* **Available data**:
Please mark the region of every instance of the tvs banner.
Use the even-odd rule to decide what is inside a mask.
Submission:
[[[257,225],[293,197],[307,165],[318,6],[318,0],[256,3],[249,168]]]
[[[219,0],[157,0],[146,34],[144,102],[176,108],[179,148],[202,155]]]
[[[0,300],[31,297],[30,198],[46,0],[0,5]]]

* **Your objective**: Reproduce the lines above without any changes.

* **Response below**:
Please mark the region of every instance of the tvs banner.
Use the even-odd rule to decide what is inside a mask.
Submission:
[[[257,225],[293,197],[307,165],[318,6],[318,0],[256,3],[249,168]]]
[[[219,0],[157,0],[146,34],[144,102],[176,108],[179,148],[202,155]]]
[[[0,300],[31,297],[30,198],[46,0],[0,5]]]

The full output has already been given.